------ EXERCISE DATA ------

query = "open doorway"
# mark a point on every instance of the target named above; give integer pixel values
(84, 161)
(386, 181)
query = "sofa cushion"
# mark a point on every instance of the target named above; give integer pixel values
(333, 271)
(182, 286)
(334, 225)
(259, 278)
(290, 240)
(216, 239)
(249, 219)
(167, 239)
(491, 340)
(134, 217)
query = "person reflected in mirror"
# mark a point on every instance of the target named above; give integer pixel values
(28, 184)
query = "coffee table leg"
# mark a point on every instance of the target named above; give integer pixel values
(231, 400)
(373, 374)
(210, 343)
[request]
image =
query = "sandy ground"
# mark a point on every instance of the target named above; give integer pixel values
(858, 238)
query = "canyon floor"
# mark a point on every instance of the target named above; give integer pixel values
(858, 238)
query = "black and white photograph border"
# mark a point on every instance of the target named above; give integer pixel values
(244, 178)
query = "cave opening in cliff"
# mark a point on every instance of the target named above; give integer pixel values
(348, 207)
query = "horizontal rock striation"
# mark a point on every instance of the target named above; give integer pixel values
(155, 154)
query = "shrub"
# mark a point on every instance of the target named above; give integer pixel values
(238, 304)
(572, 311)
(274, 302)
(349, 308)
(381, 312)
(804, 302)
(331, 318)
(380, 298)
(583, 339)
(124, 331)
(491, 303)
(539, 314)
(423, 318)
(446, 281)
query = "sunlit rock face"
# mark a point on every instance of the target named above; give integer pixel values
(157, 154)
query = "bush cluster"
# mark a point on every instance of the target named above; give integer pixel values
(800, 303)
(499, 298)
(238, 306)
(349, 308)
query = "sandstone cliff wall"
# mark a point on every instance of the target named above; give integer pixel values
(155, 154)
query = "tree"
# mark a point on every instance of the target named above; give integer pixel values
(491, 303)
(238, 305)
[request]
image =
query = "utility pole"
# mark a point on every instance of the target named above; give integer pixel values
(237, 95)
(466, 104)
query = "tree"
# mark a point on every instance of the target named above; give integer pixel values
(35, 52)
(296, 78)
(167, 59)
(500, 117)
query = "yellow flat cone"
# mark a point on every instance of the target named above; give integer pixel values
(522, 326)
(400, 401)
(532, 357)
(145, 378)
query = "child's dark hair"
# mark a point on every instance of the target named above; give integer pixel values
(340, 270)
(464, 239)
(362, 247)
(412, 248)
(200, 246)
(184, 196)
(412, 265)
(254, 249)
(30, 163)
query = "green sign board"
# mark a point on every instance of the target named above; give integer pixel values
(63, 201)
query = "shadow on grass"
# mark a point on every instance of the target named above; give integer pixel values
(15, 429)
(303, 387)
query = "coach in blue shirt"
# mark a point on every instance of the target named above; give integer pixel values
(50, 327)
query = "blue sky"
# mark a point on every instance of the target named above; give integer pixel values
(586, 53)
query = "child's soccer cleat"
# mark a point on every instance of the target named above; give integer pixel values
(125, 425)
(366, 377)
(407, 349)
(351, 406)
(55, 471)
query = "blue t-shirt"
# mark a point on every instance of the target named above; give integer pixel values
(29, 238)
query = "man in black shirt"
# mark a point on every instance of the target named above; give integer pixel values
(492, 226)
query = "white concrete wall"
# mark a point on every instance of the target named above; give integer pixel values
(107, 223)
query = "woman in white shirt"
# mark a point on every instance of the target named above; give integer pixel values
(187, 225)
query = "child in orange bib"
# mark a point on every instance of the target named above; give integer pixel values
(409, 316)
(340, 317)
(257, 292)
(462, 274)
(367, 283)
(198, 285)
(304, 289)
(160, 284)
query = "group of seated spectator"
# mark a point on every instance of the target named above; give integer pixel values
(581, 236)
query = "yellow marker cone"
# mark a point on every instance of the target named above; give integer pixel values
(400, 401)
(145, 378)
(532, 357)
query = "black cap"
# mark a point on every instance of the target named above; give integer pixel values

------

TASK BRIEF: Provide the count of lines in the data above that include the word "child", with no added text.

RESPONSE BOX: 3